Document segment -
-*-*-

ASCO: KRAS upstarts set their sights on NSCLC market
There are already two drugs on the market targeting KRAS mutations, for decades considered an undruggable target, but no shortage of drug candidates hoping to follow them.
At ASCO, Eli Lilly, Genfleet Therapeutics and InxMed all presented new clinical data on KRAS G12C inhibitors in non-small cell lung cancer (NSCLC), going after the same mutation and indication as Amgen’s Lumakras (sotorasib) and Bristol-Myers Squibb’s Krazati (adagrasib) which were both launched in 2022.
Lilly’s olomorasib, Genfleet’s fulzerasib, and InxMed’s garsorasib were all tested in combination with other drugs in the clinical trials, hoping to improve on the two approved therapies, which are both labelled as second-line monotherapies for KRAS G12C NSCLC and in clinical testing for first-line use.
Olomorasib was put through its paces in combination with MSD’s PD-1 inhibitor Keytruda (pembrolizumab) in the phase 1/2 LOXO-RAS-20001 study, which included 17 previously untreated patients. The olomarisib/Keytruda regimen shrank tumours in 13 patients, giving it an overall response rate (ORR) of 77%, with median progression-free survival (PFS) not reached at the data cut-off point.
A larger phase 3 trial called SUNRAY-01 comparing olomorasib/Keytruda to Keytruda plus chemotherapy in first-line NSCLC, is currently enrolling.

-*-*-

What to do -
**A.** Decide whether each statement agrees with the article on KRAS lung cancer drugs. Answer yes or no for each, and quote the words from the article that decide it.
(i) Lumakras and Krazati were both launched in 2022.
(ii) The study of olomorasib with Keytruda included 30 previously untreated patients.
(iii) SUNRAY-01 compares olomorasib/Keytruda to Keytruda plus chemotherapy.
**B.** Carry the article on KRAS lung cancer drugs further, picking up after its final sentence.

-*-*-

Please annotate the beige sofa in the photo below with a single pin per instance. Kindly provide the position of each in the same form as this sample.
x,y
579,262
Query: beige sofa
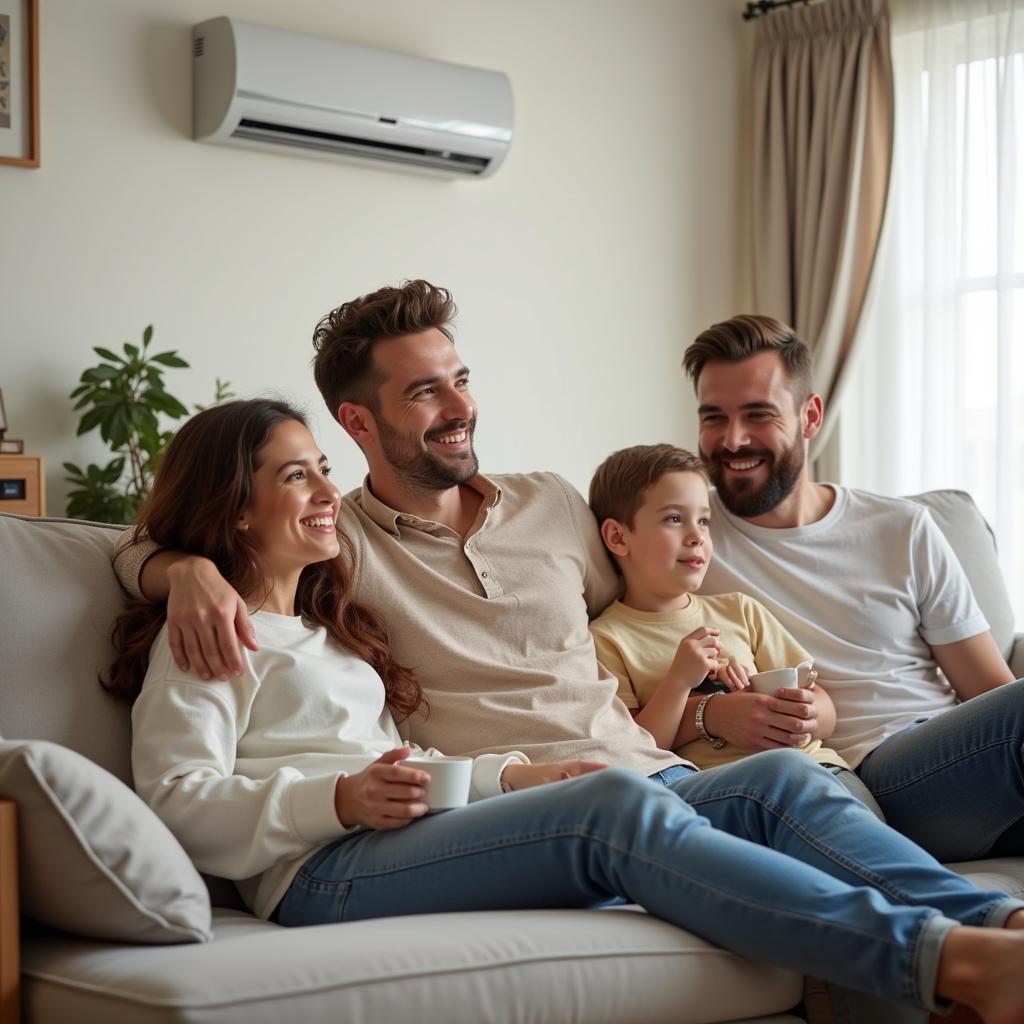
x,y
117,927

-*-*-

Results for the exercise -
**A.**
(i) Yes: "which were both launched in 2022"
(ii) No: "which included 17 previously untreated patients"
(iii) Yes: "comparing olomorasib/Keytruda to Keytruda plus chemotherapy in first-line NSCLC"

**B.**
Genfleet’s drug meanwhile was combined with Eli Lilly’s anti-EGFR-antibody Erbitux (cetuximab) in the phase 2 KROCUS study, which enrolled 40 previously untreated KRAS G12C-mutated NSCLC patients, mostly with advanced disease and around a third with tumours that had spread to the brain.
Out of 33 patients who had received at least one post-treatment tumour assessment at the data cut-off, the investigator-assessed ORR was 81.8% with a disease control rate (DCR) including stabilised disease of 100%. The ORR among patients with brain metastasis was 70%.
In April, the FDA gave the go-ahead for Genfleet to start a phase 3 trial of its drug as a second-line monotherapy for refractory metastatic colorectal cancer (CRC), the first late-stage study of a KRAS G12C inhibitor in this indication.
InxMed meanwhile made its case for garsorasib in a phase 1b/2 study which looked at the combination of the KRAS G12C inhibitor with ifebemtinib, its experimental FAK inhibitor, in 31 evaluable patients. The company said preclinical data suggests the combination has synergistic anticancer effects in KRAS G12C-mutated cancers.
The combination was associated with an ORR of 90.3%, consisting of 28 partial responses, with two stabilised cases giving a DCR of 96.8%.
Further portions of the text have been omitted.